Set problem 1:
Answer these questions about the code diff below, please:
(a) According to the commit title, what does the change introduce?
(b) Which file does the diff modify?
(c) Which two headers are added to the includes?

Source passage:
Start

Introduce interfaces for compressing and decompressing log files

Change-Id: Ia7da3f840a1780a04203f1c312447b50b142a5a3
diff --git a/aos/events/logging/logfile_utils.cc b/aos/events/logging/logfile_utils.cc
index 26c3825..c7f013d 100644
--- a/aos/events/logging/logfile_utils.cc
+++ b/aos/events/logging/logfile_utils.cc
@@ -1,16 +1,15 @@
 #include "aos/events/logging/logfile_utils.h"
 
 #include <fcntl.h>
-#include <limits.h>
 #include <sys/stat.h>
 #include <sys/types.h>
 #include <sys/uio.h>
 
-#include <vector>
+#include <algorithm>
+#include <climits>
 
 #include "absl/strings/escaping.h"
 #include "aos/configuration.h"
-#include "aos/events/logging/logger_generated.h"
 #include "aos/flatbuffer_merge.h"
 #include "aos/util/file.h"

End

Set problem 2: Count the lines in the records below that contain the word "forest". Reply with the number alone.

Dataset content:
Start

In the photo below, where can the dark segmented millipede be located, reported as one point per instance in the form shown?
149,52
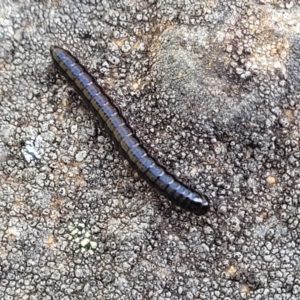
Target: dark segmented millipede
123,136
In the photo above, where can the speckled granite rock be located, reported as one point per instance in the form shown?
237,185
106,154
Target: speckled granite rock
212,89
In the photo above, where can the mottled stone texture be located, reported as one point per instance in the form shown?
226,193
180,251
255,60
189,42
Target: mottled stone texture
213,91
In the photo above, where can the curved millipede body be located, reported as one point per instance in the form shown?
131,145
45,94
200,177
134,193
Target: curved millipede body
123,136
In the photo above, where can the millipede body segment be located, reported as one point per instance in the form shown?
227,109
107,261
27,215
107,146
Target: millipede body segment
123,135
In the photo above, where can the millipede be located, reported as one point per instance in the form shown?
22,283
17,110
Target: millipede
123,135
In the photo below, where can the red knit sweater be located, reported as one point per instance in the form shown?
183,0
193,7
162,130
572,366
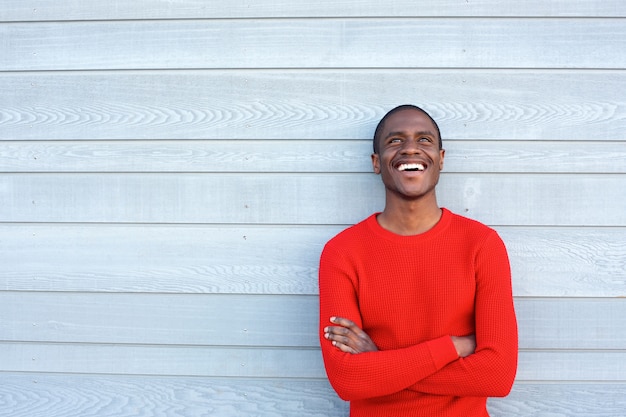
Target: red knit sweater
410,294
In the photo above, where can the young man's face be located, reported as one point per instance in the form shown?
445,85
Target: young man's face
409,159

End
Start

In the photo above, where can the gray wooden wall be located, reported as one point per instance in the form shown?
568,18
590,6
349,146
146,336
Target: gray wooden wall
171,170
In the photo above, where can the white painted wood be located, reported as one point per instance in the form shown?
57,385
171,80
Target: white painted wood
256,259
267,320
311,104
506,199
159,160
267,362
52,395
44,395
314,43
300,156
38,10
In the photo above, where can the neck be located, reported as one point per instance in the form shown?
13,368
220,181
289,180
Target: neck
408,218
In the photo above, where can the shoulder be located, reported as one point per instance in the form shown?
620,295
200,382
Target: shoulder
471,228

End
Start

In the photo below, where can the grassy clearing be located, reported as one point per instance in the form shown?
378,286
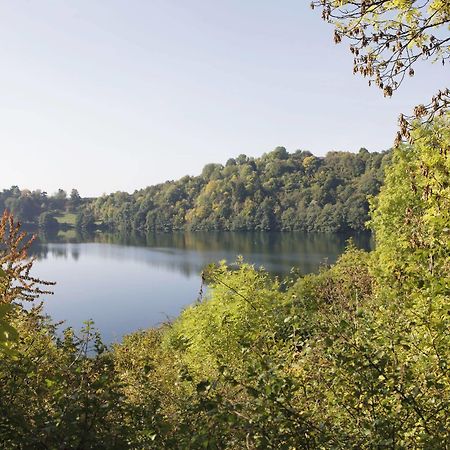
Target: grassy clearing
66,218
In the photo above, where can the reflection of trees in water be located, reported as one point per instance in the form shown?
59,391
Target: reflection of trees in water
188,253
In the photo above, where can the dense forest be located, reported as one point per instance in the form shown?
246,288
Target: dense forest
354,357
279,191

End

Full response 1:
(a) Interfaces for compressing and decompressing log files
(b) aos/events/logging/logfile_utils.cc
(c) <algorithm> and <climits>

Full response 2: 2